** WHAT THIS TASK INVOLVES **
Within the records below, find each line with the word "gray" and copy it out.

--- START ---

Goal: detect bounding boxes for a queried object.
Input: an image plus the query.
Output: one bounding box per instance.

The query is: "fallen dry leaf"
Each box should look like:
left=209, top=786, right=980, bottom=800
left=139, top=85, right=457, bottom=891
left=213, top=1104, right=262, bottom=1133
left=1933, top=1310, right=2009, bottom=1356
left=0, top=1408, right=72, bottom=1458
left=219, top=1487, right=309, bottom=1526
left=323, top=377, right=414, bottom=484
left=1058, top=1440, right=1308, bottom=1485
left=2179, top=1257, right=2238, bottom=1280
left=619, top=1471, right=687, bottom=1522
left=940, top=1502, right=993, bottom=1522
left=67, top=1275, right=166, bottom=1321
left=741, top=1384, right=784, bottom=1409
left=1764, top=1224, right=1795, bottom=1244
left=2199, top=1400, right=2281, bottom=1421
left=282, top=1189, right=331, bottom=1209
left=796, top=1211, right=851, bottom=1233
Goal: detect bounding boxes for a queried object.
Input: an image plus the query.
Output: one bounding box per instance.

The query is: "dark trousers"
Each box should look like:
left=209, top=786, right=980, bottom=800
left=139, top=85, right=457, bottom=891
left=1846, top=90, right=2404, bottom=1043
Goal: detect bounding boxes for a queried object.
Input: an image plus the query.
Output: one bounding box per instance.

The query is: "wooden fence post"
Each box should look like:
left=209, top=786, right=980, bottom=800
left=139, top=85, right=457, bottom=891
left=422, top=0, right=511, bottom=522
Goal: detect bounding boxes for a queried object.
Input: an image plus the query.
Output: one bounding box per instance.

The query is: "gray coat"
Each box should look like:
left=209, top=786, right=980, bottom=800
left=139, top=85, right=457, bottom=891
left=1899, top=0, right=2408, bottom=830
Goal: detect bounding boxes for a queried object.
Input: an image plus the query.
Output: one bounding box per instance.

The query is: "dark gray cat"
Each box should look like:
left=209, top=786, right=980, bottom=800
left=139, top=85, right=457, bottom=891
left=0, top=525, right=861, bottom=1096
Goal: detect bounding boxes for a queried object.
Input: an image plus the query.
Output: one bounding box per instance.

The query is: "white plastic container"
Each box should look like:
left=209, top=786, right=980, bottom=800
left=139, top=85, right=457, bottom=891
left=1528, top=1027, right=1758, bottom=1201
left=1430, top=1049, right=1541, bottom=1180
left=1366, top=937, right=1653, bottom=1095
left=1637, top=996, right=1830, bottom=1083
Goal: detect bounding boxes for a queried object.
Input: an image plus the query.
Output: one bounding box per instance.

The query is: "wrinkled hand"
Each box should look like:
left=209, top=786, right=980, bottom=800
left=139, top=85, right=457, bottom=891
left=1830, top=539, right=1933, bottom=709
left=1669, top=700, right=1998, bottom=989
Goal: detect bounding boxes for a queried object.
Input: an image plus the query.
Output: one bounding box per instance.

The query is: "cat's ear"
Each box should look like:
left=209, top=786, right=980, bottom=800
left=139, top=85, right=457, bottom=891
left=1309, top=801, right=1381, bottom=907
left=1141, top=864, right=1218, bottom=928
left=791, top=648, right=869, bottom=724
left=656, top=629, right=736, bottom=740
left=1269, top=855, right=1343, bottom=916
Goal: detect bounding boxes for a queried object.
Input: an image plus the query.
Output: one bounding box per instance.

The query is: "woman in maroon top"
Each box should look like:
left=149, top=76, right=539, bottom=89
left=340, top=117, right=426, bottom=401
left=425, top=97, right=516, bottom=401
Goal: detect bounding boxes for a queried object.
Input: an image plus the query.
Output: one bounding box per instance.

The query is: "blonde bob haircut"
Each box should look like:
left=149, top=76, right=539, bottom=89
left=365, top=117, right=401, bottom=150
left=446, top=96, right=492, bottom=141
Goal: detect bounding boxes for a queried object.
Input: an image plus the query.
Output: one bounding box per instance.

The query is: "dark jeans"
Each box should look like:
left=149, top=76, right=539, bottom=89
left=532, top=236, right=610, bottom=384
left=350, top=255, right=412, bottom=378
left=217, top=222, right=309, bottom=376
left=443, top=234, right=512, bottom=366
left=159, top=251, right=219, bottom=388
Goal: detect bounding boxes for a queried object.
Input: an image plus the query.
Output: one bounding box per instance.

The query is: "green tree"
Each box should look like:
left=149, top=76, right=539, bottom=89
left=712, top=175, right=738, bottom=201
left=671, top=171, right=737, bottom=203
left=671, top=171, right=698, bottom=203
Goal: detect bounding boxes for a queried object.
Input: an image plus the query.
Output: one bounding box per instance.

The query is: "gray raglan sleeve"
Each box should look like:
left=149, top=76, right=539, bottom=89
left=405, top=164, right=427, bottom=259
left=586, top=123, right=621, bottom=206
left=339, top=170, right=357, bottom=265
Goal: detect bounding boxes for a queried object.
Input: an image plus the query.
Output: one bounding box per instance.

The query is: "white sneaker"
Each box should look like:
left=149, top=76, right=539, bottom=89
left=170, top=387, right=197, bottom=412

--- END ---

** RESULT **
The query is: "gray coat"
The query is: "dark gray cat"
The query is: "gray raglan sleeve"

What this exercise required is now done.